◆ **Listed entries**:
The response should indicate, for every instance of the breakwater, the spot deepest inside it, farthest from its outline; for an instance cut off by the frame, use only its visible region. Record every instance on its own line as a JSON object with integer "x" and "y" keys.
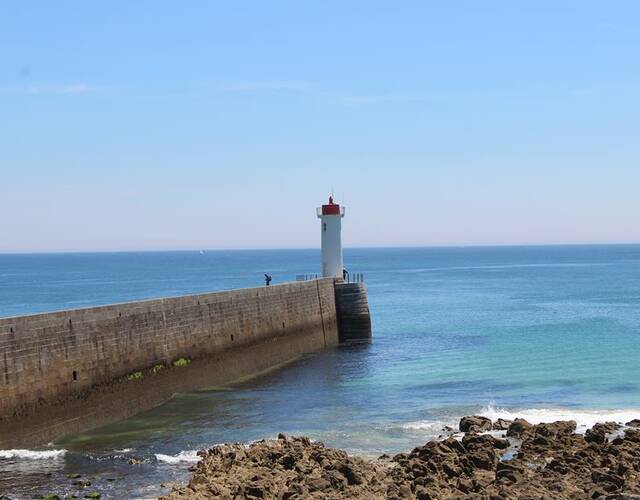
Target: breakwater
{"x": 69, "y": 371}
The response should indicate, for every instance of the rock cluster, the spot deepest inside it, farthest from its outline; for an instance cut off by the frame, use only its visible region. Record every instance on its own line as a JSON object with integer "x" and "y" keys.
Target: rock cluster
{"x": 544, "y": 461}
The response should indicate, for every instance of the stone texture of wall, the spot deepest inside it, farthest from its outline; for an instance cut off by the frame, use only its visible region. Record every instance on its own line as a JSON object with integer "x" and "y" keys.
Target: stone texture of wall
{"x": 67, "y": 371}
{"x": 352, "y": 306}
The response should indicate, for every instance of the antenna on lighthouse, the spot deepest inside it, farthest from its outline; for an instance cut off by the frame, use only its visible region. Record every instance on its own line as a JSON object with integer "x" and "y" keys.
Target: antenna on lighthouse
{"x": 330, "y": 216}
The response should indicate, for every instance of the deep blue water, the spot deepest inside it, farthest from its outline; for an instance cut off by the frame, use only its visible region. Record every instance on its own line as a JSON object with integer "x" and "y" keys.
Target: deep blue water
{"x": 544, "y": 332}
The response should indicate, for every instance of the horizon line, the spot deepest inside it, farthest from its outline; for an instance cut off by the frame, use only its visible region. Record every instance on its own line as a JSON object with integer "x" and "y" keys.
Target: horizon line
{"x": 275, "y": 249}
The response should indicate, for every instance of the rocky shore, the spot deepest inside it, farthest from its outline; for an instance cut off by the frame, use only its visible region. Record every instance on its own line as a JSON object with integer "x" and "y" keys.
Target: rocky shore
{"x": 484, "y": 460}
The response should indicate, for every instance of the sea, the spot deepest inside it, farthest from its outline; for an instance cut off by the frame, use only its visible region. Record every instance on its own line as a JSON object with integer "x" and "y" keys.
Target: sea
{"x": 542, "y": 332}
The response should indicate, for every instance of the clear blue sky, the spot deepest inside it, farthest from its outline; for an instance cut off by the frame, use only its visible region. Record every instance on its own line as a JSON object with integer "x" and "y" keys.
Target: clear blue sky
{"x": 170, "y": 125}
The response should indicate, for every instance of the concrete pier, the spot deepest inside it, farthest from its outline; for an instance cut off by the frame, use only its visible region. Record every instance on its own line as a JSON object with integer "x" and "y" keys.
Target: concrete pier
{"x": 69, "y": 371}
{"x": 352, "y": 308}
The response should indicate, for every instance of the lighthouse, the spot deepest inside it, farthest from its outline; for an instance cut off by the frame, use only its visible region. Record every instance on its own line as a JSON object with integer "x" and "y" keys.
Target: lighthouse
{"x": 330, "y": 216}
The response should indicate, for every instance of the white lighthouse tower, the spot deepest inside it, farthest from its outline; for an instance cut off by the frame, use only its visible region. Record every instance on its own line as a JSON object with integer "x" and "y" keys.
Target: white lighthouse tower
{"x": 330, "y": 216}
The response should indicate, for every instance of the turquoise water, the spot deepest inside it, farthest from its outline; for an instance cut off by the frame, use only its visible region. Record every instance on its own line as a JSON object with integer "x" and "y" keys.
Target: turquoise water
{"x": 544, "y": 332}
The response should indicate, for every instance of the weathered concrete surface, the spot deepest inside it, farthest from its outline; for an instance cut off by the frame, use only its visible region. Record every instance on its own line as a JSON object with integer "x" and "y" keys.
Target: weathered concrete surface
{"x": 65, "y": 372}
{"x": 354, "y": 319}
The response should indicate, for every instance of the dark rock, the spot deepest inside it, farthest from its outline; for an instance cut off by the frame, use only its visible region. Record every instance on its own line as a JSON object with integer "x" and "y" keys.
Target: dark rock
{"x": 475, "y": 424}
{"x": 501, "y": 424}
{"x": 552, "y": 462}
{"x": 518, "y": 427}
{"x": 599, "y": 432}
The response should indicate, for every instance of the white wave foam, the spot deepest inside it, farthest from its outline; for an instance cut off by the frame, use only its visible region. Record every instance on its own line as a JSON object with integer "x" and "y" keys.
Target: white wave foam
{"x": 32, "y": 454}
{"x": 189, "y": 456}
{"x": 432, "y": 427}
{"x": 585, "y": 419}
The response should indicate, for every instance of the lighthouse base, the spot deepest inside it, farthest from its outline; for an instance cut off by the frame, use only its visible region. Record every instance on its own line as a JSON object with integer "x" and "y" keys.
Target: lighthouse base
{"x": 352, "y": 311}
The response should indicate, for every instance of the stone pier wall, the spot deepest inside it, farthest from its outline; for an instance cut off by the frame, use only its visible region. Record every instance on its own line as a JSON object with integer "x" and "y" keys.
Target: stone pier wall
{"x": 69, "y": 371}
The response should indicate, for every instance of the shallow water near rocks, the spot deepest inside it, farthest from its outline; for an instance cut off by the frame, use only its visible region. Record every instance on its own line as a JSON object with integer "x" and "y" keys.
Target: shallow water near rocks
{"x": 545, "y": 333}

==

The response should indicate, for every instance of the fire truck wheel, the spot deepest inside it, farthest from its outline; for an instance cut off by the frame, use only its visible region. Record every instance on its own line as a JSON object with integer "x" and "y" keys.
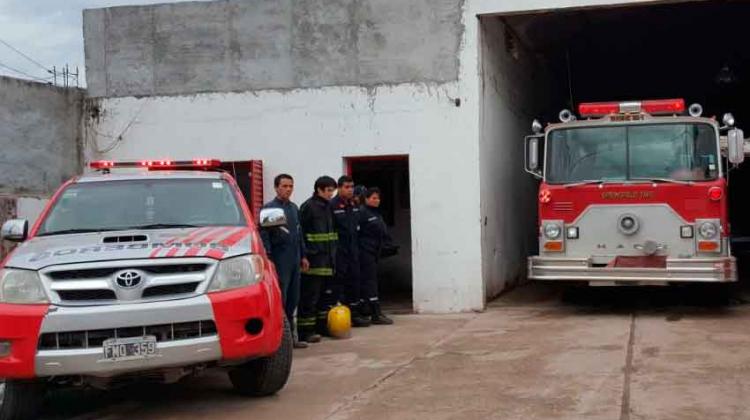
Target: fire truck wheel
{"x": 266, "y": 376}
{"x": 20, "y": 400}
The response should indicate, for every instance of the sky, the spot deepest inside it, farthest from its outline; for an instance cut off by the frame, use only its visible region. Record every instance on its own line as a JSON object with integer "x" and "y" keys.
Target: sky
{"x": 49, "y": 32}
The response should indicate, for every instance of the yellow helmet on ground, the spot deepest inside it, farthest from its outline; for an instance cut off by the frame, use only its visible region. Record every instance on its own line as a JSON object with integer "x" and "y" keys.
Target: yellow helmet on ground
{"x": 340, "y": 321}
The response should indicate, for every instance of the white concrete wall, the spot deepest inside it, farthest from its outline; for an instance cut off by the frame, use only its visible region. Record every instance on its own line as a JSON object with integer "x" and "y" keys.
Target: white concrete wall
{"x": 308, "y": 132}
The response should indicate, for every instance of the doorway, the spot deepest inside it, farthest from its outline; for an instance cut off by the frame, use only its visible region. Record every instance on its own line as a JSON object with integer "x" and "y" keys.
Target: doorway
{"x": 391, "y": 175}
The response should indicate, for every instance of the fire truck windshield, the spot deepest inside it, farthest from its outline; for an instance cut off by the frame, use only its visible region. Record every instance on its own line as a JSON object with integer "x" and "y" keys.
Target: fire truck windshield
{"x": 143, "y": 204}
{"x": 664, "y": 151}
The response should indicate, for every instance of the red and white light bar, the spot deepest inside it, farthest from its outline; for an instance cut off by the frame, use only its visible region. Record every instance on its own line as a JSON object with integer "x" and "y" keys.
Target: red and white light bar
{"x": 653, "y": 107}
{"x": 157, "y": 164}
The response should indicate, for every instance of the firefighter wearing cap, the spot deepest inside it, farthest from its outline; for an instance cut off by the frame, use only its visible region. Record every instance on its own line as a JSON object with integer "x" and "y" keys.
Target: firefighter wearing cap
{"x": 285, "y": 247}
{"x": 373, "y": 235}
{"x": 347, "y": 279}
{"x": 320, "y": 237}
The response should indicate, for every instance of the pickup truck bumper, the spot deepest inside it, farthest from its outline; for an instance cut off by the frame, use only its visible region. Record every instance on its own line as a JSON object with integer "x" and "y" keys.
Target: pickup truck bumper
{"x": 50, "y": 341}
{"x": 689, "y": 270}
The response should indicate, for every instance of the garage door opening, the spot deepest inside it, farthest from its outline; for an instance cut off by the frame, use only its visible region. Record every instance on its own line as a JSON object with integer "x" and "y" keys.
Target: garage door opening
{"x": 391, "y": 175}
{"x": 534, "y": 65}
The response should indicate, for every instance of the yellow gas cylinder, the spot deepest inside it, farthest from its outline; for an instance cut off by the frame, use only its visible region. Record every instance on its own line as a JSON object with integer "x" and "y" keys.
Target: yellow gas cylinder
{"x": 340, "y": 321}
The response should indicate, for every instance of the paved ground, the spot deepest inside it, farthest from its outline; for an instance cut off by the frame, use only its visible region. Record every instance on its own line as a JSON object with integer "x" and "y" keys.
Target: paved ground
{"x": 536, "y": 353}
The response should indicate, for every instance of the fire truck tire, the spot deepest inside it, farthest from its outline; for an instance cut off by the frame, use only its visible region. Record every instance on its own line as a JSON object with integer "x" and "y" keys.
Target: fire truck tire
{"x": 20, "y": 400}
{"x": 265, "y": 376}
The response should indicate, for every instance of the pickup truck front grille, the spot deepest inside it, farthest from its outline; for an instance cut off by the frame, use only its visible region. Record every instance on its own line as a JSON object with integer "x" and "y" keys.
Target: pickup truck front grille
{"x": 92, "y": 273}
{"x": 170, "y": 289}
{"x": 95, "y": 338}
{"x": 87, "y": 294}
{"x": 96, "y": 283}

==

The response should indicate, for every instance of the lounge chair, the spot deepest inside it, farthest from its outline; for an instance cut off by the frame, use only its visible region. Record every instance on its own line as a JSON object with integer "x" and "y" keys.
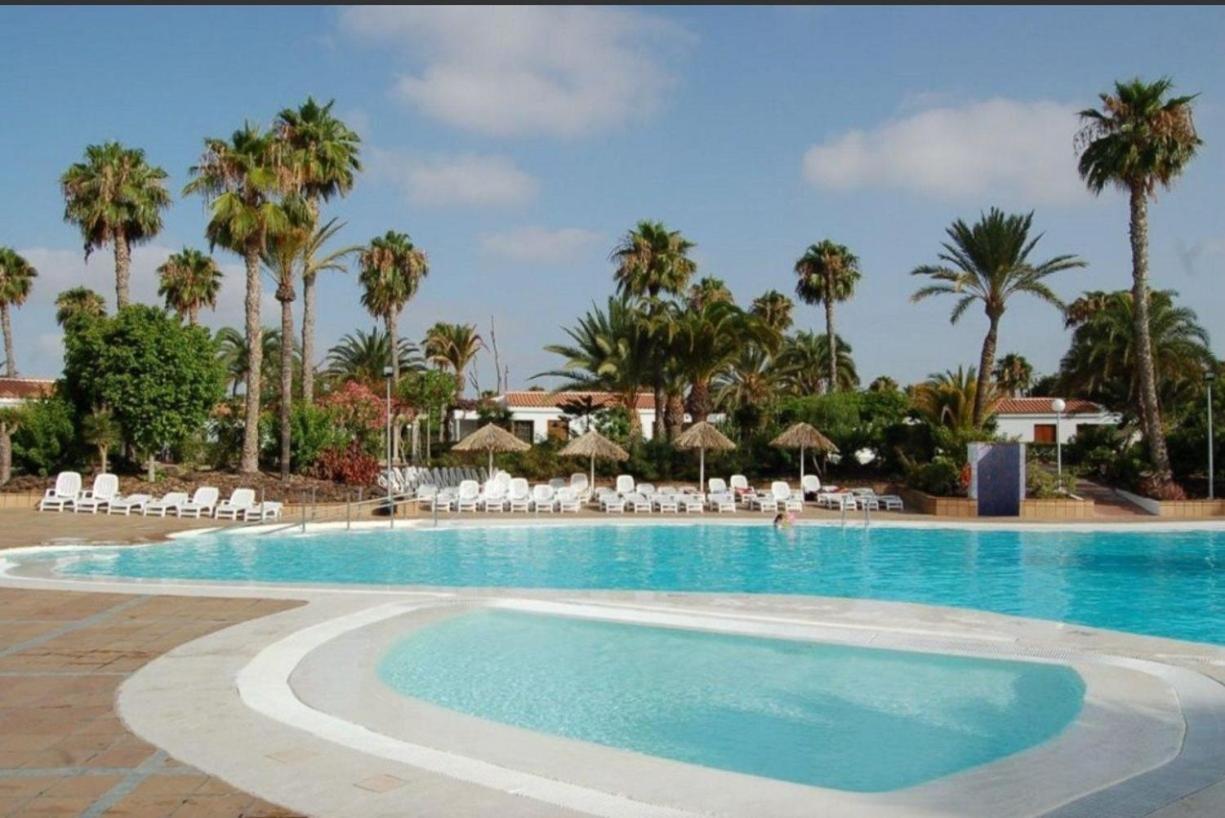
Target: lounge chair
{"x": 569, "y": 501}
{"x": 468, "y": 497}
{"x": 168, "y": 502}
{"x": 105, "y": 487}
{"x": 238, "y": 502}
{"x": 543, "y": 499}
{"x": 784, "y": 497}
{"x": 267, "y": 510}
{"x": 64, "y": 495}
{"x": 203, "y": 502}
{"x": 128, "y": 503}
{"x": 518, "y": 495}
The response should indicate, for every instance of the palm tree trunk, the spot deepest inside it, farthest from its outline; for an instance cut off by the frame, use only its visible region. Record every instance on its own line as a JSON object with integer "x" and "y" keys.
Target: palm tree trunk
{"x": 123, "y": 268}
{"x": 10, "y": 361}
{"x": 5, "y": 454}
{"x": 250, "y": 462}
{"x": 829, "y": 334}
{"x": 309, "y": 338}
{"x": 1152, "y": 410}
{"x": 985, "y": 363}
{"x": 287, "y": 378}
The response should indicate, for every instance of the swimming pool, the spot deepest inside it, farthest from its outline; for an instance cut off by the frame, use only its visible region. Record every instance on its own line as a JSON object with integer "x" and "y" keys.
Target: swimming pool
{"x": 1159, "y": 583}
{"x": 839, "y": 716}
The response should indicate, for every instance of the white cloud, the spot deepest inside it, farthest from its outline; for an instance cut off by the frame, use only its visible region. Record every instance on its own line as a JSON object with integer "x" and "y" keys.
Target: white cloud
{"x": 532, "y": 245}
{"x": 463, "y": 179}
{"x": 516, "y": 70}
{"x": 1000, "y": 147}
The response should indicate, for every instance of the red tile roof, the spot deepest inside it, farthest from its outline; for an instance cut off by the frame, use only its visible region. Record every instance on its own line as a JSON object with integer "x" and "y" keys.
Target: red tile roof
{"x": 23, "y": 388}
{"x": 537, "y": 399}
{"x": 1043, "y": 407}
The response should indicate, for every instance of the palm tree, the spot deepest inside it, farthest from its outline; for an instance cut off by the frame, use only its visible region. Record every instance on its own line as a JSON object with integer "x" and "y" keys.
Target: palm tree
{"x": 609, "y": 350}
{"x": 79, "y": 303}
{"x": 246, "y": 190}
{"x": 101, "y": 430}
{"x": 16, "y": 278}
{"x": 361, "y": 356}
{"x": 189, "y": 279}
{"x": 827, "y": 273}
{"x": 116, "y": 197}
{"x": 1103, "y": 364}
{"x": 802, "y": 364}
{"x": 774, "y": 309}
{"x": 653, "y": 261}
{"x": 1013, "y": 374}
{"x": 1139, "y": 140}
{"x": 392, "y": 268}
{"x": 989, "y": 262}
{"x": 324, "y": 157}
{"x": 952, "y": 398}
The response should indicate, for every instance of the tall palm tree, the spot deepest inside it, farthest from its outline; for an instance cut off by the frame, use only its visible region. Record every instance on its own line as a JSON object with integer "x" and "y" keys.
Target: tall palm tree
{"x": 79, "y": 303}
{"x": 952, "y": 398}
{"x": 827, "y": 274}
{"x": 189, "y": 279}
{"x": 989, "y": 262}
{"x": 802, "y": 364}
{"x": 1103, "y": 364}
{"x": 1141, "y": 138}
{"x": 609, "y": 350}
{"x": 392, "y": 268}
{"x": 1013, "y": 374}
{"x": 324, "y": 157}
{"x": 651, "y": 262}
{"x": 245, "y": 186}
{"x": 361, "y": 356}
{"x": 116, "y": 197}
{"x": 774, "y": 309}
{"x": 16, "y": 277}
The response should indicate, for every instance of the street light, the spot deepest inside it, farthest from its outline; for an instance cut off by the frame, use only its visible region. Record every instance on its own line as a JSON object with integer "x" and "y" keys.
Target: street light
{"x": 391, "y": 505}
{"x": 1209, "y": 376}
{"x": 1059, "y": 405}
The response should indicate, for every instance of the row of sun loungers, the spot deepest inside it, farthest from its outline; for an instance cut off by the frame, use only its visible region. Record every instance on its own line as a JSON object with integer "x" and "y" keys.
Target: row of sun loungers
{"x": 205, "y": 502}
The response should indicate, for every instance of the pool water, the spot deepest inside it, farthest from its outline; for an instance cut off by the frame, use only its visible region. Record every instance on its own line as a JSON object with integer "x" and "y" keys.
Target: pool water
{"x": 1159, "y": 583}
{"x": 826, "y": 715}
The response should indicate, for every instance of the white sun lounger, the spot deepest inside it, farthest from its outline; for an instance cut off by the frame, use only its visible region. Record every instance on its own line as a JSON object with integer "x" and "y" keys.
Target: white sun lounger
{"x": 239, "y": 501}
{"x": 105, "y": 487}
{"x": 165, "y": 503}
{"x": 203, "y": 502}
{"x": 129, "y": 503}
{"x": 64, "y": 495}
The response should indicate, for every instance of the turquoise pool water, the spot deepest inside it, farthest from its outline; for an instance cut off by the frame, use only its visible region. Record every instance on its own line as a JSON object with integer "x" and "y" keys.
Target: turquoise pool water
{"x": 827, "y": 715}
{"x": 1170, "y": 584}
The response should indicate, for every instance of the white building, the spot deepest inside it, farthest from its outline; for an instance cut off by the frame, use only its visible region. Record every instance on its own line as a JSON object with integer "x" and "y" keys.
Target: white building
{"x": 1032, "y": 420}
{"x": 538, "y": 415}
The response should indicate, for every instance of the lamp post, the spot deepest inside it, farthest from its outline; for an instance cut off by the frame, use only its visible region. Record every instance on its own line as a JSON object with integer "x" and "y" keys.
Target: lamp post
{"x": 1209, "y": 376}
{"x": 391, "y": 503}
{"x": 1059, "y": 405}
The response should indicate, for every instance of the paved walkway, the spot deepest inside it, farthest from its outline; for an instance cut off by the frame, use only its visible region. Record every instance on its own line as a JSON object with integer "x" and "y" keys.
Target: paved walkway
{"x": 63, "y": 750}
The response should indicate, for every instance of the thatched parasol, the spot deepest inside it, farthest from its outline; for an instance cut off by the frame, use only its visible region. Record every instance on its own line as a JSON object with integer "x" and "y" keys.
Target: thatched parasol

◆ **What to produce**: Check each line above for the string "thatched" and return those that contain it.

◆ **Response area**:
The response should indicate, for every instance of the thatched parasol, the spot deepest inside it, farthest from its outline; for an instance cut off by the frame, use only its visible region. Record every instance on its own line as a JSON object with integer "x" and "y" keys.
Target: thatched parasol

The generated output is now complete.